(Referring expression data)

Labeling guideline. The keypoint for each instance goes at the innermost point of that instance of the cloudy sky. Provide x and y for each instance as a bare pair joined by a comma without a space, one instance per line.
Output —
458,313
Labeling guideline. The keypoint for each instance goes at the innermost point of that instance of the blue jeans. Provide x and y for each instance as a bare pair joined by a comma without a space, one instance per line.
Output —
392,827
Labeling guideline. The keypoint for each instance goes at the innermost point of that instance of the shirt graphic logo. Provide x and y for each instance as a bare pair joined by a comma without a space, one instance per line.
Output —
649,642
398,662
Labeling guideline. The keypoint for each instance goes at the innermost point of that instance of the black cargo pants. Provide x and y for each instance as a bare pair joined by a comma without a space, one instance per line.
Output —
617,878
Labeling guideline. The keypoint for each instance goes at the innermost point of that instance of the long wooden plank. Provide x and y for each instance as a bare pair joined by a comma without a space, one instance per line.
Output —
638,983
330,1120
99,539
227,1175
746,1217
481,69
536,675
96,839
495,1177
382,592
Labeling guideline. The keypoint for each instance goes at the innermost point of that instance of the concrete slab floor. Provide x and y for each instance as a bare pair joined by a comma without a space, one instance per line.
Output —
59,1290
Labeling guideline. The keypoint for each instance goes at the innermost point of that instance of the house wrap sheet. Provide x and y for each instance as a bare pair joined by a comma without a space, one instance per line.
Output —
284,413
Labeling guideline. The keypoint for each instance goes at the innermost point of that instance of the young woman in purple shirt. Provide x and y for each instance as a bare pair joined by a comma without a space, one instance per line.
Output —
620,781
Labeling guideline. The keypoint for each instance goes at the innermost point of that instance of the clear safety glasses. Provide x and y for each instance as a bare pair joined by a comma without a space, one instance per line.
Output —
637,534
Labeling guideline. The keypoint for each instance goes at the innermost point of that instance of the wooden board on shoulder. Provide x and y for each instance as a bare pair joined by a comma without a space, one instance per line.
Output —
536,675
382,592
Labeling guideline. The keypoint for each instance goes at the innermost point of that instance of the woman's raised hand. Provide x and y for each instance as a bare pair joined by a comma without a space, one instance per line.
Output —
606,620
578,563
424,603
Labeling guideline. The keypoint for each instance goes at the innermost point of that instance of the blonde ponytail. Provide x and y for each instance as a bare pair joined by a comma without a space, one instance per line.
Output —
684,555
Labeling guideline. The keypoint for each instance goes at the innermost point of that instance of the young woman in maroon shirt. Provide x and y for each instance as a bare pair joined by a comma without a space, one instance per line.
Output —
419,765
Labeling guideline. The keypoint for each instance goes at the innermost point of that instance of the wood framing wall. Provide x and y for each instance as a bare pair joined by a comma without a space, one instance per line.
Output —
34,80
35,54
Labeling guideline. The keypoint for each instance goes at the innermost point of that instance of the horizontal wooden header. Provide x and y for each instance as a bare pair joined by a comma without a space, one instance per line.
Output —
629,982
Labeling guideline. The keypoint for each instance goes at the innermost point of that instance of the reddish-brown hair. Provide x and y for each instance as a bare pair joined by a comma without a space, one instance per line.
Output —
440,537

* _WORK INSTRUCTIONS_:
Look for the line that contains "of the reddish-brown" in the entries above. Set it down, along with all later lines, exactly as written.

* _WRITTEN SOLUTION_:
Labeling guideline. The keypoint for each instance goes at the innermost point of that instance of the reddish-brown hair. Provide x and y for each instance as a bare pair joined by a comma without a space, one instance per line.
Output —
440,537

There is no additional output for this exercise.